Brief 1: According to the Salt and Cassandra configuration text, which Java version must be installed for Cassandra?
Brief 2: Rewrite the records from the line that contains "In this exercise you will locate the basketball player in white" down to the line that contains "[(252, 178)]", changing every "jersey" to "shirt" and leaving all else unchanged.

The Salt "mine" is another centralized database, this one storing grain information so minions can retrieve facts about other minions from the master instead of dealing with peer-to-peer communication. Minions use a mine_functions pillar (or salt-minion configuration, but we're sticking with the pillar) to determine whether and what to store. For Cassandra nodes, we want internal network configuration and the public DNS name, which latter each node has to get by asking AWS where it is with curl.

mine_functions:
  network.interfaces: [eth0]
  network.ip_addrs: [eth0]
  # ask amazon's network config what we're public as
  public_dns:
    - mine_function: cmd.run
    - 'curl -s http://169.254.169.254/latest/meta-data/public-hostname'

srv/salt/pillar/java.sls

Cassandra requires Java 8 to be installed (prospective Java 9 support became prospective Java 11 support and is due with Cassandra 4). This pillar sets up the official Java formula accordingly.

java:
  # vitals
  release: '8'
  major: '0'
  minor: '202'
  development: false

  # tarball
  prefix: /usr/share/java # unpack here
  version_name: jdk1.8.0_202 # root directory name
  source_url: https://download.oracle.com/otn-pub/java/jdk/8u202-b08/1961070e4c9b4e26a04e7f5a083f551e/server-jre-8u202-linux-x64.tar.gz
  #source_hash: sha256=9efb1493fcf636e39c94f47bacf4f4324821df2d3aeea2dc3ea1bdc86428cb82
  source_hash: sha256=61292e9d9ef84d9702f0e30f57b208e8fbd9a272d87cd530aece4f5213c98e4e
  dl_opts: -b oraclelicense=accept-securebackup-cookie -L

srv/salt/pillar/cassandra.sls

Finally, the Cassandra pillar defines properties common to all nodes in the cluster. My upgrade plan is to bring everything up on 2.2.12, switch the central pillar definition over, and then supply the new version number to each minion by refreshing its pillar as part of the upgrade process.

cassandra:
  version: '2.2.12'
  cluster_name: 'Test Cluster'
  authenticator: 'AllowAllAuthenticator'
  endpoint_snitch: 'Ec2Snitch'
  twcs_jar:
    '2.2.12': 'TimeWindowCompactionStrategy-2.2.5.jar'
    '3.0.8': 'TimeWindowCompactionStrategy-3.0.0.jar'

The twcs_jar dictionary gets into one of the reasons I'm not using the official formula: we're using the TimeWindowCompactionStrategy. TWCS was integrated into Cassandra starting in 3.0.8 or 3.8, but it has to be compiled and installed separately for earlier versions. Pre-integration versions of TWCS also have a different package name (com.jeffjirsa instead of org.apache). 3.0.8 is the common point, having the org.apache TWCS built in but also being a valid compilation target for the com.jeffjirsa TWCS. After upgrading to 3.0.8 I'll be able to ALTER TABLE to apply the org.apache version before proceeding.

Dataset rows:
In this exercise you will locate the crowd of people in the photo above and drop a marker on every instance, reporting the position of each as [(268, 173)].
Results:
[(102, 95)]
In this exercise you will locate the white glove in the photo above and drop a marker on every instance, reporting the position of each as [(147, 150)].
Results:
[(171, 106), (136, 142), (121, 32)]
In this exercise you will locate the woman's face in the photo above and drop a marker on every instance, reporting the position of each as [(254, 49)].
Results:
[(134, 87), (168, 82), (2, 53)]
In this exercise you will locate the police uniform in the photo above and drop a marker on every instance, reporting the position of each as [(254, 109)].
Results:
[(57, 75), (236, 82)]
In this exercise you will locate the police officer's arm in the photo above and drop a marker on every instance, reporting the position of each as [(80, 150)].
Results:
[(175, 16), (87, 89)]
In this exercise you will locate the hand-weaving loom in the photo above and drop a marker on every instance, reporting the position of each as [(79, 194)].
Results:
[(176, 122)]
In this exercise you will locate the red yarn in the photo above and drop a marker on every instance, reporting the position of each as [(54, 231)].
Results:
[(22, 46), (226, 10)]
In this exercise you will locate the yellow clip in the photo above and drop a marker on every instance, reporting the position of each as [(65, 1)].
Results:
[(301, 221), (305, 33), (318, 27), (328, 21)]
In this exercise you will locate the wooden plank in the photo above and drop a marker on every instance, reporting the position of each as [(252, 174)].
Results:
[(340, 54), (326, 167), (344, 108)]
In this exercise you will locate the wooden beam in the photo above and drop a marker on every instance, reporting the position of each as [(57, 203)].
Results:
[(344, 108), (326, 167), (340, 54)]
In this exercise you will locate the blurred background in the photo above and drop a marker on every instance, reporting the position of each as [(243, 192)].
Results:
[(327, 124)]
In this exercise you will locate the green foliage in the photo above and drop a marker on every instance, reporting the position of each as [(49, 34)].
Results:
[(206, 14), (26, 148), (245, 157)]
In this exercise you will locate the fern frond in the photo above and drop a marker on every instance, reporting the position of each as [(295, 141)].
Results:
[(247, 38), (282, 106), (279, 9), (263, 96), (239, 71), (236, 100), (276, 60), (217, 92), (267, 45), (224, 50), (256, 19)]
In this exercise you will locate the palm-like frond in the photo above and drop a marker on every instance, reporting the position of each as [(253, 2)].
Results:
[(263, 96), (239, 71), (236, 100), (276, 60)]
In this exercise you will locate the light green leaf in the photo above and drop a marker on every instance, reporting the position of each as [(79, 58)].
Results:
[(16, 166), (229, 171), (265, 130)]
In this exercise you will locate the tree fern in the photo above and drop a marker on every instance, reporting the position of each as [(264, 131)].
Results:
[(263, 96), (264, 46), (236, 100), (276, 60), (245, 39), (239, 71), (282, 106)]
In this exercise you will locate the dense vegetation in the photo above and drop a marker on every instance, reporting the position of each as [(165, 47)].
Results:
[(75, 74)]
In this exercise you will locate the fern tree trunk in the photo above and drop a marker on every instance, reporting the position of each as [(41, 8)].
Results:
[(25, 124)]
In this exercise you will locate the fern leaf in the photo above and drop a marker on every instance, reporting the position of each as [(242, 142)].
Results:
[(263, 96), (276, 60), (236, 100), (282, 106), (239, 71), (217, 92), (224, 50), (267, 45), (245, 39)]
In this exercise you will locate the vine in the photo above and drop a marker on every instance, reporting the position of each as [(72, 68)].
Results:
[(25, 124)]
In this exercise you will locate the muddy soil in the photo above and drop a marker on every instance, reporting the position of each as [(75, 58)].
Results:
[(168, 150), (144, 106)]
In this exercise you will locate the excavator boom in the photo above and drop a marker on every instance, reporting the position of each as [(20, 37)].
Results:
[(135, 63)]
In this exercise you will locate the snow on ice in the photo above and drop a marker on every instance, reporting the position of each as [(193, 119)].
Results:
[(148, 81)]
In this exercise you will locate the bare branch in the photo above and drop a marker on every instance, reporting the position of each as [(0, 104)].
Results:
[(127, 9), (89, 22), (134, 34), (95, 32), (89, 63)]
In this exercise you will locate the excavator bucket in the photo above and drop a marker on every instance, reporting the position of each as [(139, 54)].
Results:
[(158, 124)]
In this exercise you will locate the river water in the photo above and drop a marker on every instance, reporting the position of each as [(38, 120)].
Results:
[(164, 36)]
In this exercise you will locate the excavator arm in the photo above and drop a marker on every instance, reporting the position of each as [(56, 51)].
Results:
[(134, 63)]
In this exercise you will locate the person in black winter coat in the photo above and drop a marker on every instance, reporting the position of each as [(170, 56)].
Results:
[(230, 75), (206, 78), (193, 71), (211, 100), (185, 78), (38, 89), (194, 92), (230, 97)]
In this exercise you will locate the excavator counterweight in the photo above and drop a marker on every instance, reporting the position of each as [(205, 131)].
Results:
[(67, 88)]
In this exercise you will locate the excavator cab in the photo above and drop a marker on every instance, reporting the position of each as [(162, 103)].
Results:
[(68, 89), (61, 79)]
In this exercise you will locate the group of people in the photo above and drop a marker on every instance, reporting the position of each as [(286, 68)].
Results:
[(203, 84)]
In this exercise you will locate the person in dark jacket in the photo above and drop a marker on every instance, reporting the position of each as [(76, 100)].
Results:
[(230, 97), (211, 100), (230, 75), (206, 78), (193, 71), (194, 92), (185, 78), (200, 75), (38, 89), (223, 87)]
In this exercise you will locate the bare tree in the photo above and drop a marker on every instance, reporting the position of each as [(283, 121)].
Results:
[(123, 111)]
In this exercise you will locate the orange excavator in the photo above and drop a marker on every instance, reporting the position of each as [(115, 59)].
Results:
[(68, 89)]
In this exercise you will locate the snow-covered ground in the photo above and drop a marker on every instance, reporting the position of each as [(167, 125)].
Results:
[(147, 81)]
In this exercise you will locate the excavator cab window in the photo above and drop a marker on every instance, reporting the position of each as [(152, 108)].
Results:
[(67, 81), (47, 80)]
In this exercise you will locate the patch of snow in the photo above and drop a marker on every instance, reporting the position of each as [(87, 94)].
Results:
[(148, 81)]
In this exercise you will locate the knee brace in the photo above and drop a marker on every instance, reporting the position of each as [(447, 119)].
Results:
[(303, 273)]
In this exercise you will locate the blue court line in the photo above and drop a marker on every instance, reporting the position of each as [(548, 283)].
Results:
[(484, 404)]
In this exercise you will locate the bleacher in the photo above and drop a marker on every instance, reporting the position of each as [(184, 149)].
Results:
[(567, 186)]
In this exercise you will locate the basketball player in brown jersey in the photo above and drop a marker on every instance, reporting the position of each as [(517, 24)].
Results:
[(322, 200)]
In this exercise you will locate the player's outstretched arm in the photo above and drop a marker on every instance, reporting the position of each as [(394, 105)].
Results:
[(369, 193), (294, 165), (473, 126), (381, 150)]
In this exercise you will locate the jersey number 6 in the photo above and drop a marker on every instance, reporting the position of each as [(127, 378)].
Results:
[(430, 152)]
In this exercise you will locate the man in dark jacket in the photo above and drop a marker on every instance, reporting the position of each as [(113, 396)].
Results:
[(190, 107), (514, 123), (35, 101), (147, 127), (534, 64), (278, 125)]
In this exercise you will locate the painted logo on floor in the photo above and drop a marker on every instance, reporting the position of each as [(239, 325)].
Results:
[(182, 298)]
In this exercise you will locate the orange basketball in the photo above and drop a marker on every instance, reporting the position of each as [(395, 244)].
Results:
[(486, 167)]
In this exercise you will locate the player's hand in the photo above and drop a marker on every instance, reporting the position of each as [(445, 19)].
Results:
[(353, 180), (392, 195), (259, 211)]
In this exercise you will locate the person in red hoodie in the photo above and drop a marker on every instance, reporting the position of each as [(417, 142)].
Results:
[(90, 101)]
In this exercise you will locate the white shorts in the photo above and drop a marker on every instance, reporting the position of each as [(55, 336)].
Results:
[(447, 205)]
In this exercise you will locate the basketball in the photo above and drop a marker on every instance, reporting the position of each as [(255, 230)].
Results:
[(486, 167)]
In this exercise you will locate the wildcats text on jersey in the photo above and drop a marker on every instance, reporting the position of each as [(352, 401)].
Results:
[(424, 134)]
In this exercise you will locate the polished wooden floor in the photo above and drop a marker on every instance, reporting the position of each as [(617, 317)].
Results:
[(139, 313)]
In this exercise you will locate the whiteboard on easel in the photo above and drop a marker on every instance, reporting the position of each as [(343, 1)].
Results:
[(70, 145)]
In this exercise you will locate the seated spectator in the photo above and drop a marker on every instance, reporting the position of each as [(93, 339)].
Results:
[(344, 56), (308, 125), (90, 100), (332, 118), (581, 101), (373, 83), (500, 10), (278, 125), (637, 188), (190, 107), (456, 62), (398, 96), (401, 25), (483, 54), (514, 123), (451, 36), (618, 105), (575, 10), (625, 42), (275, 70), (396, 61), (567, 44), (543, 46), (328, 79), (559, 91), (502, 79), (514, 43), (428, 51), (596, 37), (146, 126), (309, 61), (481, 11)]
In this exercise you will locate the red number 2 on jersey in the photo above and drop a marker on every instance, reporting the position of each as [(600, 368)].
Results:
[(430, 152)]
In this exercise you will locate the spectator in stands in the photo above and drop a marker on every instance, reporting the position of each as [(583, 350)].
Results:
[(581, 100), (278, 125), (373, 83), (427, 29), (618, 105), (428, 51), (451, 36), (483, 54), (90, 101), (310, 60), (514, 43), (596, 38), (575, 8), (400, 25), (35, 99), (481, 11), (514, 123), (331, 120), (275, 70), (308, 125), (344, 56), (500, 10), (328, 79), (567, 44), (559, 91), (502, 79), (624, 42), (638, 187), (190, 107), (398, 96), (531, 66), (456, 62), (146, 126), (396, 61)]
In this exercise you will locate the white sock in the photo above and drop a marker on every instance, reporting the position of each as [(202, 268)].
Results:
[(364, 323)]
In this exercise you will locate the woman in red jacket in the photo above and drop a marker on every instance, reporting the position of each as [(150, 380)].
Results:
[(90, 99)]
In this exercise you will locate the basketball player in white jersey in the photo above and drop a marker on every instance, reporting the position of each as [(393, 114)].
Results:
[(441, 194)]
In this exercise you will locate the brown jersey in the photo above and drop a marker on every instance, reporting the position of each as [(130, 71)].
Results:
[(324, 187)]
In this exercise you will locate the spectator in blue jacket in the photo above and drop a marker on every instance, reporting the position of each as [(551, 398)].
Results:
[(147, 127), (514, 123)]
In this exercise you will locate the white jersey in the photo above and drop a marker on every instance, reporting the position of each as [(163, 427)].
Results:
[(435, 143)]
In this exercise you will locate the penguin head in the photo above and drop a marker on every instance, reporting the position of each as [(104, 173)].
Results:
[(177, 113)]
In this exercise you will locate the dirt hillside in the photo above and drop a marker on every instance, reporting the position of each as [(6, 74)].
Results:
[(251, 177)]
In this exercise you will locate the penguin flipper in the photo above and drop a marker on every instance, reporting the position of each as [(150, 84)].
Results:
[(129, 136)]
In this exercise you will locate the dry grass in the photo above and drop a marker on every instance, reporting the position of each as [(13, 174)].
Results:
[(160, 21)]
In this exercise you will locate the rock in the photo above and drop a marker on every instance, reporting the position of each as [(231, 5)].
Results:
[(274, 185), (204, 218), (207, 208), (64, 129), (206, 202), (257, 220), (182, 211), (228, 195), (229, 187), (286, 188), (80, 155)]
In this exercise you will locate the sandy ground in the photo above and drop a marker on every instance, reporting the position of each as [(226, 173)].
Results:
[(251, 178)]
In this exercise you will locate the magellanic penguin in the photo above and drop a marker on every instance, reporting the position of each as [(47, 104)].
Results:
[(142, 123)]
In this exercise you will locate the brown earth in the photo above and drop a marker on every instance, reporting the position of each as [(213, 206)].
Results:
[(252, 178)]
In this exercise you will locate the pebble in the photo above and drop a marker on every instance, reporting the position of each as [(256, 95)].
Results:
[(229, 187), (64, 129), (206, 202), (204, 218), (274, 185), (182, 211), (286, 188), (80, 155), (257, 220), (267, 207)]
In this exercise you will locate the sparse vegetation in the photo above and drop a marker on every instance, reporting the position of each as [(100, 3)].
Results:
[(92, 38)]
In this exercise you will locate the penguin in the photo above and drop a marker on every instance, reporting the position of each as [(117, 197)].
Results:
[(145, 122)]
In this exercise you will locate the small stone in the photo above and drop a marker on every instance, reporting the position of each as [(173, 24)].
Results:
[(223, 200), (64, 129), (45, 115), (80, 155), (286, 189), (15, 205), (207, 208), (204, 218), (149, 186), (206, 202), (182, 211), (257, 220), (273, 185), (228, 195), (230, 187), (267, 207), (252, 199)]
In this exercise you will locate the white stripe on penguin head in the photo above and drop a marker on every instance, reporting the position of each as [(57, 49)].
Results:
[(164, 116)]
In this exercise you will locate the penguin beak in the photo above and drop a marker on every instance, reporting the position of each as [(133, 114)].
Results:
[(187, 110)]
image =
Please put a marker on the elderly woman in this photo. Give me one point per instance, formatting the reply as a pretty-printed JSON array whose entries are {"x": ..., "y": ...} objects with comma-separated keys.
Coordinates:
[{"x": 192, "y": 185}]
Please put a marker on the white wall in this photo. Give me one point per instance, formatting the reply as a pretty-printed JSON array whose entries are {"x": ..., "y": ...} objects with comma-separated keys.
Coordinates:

Reply 1: Java 8

Reply 2:
In this exercise you will locate the basketball player in white shirt in the photo above and drop a marker on every instance, reporting the position of each as [(393, 114)].
Results:
[(441, 194)]
In this exercise you will locate the brown shirt in the photo above and drop a marker on every instance, reporting the position of each as [(130, 71)].
Results:
[(324, 187)]
In this exercise you will locate the spectator in blue jacket in the photo above and drop a marker on every instance, reporting the position of each as [(551, 398)].
Results:
[(147, 127), (514, 123)]
In this exercise you will locate the white shirt in the photo above and drop a marker on every instance, reporting the position of each as [(163, 427)].
Results:
[(435, 143)]
In this exercise you will locate the penguin head in the photo above and drop a marker on every instance, reporting the position of each as [(104, 173)].
Results:
[(177, 113)]
In this exercise you will locate the dirt hillside in the photo above and drop a marker on every instance, reporting the position of each as [(6, 74)].
Results:
[(251, 177)]
In this exercise you will locate the penguin flipper in the photo above and drop a marker on every instance, reporting the position of each as [(150, 84)].
Results:
[(129, 136)]
In this exercise you will locate the dry grass in the photo above and drop a marker on every instance, reporting the position of each as [(13, 174)].
Results:
[(160, 21)]
In this exercise you will locate the rock in the photo above and drop a marker on every instance, reporting the position of each as [(231, 5)].
Results:
[(274, 185), (204, 218), (207, 208), (64, 129), (206, 202), (257, 220), (182, 211), (228, 195), (229, 187), (286, 188), (80, 155)]
In this exercise you will locate the sandy ground in the photo above and drop a marker on every instance, reporting the position of each as [(226, 173)].
Results:
[(251, 178)]
In this exercise you will locate the magellanic penguin in the photo above and drop a marker on every instance, reporting the position of each as [(47, 104)].
Results:
[(142, 123)]
In this exercise you will locate the brown earth in the photo above and drop a marker on every instance, reporting the position of each as [(213, 206)].
Results:
[(252, 178)]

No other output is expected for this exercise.